**Tujuan Anda:**
Salin ulang bagian teks tentang ukhuwwah Islamiyyah, mulai dari "Akibatnya dimensi individual" dan berakhir pada "tidak bisa dipisahkan.", dengan mengganti "Fiqih" menjadi "Fikih".

**Kutipan Teks:**
╭──
Akibatnya dimensi individual dan sosial dalam berukhuwwah terpengaruh oleh aspek syariat tadi. Fiqih yang dipelajari dan dikembangkan adalah Fiqih dalam hubungannya dengan ahkam al-syakhsiyyah dan masih sedikit yang berhubungan dengan ahwal ijtima’iyyah atau siyayasah syar’iyyah dimana ukhuwwah Islamiyyah merupakan aspek terpentingnya. Apa yang kemudian nampak adalah bahwa kesalehan individual lebih diutamakan daripada kesalehan sosial, padahal keduanya tidak bisa dipisahkan.
Kurangnya aktifitas silaturrahmi diantara pemimpin umat Islam memberi sumbangan terbesar kepada lemahnya ukhuwwah ini. Karena dalam masyarakat yang paternalistik ini sikap masyarakat adalah produk dari sikap pemimpinnya. Karena itu proses ulfah menjadi sulit dilaksanakan.
╰──
**Bahan yang Diberikan:**
╭──
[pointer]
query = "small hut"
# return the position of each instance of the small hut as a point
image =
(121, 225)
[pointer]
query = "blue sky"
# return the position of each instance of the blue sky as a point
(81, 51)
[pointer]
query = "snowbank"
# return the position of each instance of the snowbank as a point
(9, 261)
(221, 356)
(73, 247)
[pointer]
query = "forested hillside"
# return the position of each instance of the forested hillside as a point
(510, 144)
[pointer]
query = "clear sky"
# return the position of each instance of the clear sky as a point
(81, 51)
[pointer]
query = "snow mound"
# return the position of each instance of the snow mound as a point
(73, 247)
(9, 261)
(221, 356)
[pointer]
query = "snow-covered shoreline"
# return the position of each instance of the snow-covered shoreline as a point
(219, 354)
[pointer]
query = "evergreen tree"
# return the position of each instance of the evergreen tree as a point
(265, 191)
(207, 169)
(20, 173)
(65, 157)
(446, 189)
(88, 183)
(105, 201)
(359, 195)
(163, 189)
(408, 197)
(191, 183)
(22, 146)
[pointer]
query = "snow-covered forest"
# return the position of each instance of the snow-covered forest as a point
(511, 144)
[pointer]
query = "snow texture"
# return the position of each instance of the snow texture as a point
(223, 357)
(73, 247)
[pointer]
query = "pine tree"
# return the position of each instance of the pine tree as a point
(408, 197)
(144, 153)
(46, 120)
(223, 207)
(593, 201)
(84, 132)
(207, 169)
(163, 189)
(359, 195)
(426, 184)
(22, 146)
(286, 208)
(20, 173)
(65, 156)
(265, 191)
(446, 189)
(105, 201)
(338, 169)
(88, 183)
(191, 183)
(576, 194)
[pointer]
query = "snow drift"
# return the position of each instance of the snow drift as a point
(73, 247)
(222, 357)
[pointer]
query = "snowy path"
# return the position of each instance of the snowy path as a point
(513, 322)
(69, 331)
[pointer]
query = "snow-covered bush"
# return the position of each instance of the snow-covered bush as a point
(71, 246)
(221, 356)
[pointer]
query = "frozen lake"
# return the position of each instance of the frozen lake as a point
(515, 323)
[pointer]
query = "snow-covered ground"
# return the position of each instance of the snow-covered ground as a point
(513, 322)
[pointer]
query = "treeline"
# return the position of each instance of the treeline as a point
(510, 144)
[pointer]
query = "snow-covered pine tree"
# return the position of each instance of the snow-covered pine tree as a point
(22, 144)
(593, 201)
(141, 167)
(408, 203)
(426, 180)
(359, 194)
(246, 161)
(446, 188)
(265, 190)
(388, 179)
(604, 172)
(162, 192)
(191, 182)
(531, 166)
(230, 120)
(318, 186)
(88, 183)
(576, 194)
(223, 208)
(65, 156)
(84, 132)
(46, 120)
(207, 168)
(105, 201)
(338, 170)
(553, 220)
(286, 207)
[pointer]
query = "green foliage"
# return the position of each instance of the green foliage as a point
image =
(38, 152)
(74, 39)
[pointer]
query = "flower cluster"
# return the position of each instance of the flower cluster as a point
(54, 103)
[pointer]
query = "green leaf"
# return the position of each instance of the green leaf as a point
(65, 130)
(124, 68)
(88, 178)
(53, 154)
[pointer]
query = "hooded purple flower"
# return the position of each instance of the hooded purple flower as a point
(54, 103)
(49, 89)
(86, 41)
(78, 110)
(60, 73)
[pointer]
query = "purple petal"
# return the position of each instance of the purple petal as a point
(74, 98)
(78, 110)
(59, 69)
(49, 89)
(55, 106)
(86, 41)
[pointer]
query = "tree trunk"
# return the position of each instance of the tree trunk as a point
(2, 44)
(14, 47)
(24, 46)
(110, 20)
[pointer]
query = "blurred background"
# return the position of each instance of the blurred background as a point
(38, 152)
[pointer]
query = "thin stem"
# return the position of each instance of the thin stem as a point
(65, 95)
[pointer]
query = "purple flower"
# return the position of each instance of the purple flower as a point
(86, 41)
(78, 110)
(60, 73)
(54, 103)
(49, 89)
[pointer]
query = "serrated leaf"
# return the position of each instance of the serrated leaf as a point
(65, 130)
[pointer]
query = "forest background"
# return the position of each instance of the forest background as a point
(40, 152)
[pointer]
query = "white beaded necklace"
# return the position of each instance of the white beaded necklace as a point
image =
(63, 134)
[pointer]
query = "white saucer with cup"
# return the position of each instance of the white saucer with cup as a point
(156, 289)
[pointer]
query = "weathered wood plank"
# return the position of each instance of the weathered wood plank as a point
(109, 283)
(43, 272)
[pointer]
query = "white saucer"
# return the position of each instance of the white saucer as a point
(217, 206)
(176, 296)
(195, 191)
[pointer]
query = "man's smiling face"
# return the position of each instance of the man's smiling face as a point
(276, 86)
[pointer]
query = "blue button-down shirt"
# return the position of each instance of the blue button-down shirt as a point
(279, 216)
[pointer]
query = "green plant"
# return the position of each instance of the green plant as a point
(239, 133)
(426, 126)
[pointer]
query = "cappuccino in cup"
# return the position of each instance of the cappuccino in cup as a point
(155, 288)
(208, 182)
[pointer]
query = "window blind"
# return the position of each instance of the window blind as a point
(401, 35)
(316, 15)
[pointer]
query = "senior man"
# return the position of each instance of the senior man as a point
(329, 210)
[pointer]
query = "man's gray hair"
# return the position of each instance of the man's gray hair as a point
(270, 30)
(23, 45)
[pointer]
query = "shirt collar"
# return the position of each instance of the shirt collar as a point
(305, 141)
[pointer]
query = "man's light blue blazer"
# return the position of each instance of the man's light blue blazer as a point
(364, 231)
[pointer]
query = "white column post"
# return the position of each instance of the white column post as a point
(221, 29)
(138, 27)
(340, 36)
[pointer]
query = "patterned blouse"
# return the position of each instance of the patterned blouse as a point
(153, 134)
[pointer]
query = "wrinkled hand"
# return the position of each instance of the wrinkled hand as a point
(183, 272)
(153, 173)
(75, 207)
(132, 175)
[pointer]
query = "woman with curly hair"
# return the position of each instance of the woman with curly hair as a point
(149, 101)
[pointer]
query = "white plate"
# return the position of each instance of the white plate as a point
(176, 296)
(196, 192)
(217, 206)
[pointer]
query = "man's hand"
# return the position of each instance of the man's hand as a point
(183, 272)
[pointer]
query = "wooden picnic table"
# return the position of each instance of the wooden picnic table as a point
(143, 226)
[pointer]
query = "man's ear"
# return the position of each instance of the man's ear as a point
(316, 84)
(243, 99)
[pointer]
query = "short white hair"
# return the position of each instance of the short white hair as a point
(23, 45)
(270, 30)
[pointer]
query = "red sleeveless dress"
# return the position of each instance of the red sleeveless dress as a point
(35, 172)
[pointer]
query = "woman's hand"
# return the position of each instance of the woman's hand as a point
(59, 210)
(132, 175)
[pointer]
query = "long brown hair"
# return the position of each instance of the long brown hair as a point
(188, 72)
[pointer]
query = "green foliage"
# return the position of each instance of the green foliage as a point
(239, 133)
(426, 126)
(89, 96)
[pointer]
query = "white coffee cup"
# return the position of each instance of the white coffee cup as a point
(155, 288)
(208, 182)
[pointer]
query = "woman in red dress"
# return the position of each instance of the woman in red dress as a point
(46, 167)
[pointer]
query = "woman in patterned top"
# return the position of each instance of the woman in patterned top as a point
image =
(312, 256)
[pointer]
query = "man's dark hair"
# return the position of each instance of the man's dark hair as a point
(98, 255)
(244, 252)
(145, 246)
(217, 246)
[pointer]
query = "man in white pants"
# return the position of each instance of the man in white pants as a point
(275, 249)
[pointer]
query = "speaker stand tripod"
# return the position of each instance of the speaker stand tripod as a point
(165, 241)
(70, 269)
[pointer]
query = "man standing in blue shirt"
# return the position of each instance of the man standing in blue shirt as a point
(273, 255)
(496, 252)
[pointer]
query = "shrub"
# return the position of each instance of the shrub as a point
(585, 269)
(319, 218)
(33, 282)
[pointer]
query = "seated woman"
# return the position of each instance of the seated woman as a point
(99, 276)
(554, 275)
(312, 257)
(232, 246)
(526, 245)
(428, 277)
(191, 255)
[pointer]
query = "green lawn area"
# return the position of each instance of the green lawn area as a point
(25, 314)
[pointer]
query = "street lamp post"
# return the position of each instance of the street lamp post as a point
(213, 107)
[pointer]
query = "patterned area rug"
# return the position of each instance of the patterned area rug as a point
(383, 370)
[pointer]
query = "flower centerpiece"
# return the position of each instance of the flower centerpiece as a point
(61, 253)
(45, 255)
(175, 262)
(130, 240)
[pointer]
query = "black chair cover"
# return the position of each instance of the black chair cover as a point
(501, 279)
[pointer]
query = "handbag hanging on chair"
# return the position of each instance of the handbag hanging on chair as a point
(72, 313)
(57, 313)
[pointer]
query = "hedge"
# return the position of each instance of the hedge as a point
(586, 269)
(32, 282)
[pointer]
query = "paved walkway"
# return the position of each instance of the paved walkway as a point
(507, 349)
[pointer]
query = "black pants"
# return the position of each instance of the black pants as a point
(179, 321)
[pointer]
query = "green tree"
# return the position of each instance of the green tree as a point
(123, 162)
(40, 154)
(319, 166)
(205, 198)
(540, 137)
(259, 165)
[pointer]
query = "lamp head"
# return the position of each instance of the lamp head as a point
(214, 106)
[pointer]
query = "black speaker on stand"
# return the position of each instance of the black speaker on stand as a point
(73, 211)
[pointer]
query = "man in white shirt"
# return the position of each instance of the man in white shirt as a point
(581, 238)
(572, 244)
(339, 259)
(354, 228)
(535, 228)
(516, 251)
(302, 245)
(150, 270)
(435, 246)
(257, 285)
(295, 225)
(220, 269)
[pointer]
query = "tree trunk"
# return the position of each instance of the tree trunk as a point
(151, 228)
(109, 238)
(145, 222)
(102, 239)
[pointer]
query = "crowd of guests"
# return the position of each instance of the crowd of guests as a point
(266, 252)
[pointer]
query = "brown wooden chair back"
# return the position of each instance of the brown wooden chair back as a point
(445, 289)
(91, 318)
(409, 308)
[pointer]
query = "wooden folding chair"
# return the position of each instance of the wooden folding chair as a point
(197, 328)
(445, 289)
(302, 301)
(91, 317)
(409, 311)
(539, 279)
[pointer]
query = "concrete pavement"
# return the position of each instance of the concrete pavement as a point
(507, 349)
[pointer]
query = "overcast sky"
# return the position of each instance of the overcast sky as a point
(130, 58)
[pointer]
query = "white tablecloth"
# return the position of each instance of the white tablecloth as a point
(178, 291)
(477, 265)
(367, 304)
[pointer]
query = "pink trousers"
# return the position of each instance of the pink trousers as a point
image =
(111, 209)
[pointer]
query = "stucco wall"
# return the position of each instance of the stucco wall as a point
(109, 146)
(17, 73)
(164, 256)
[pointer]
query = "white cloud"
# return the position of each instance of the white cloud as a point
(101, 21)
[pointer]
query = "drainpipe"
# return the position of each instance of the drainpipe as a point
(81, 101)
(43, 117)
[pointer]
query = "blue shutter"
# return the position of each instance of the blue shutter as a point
╰──
**Hasil Akhir:**
Akibatnya dimensi individual dan sosial dalam berukhuwwah terpengaruh oleh aspek syariat tadi. Fikih yang dipelajari dan dikembangkan adalah Fikih dalam hubungannya dengan ahkam al-syakhsiyyah dan masih sedikit yang berhubungan dengan ahwal ijtima’iyyah atau siyayasah syar’iyyah dimana ukhuwwah Islamiyyah merupakan aspek terpentingnya. Apa yang kemudian nampak adalah bahwa kesalehan individual lebih diutamakan daripada kesalehan sosial, padahal keduanya tidak bisa dipisahkan.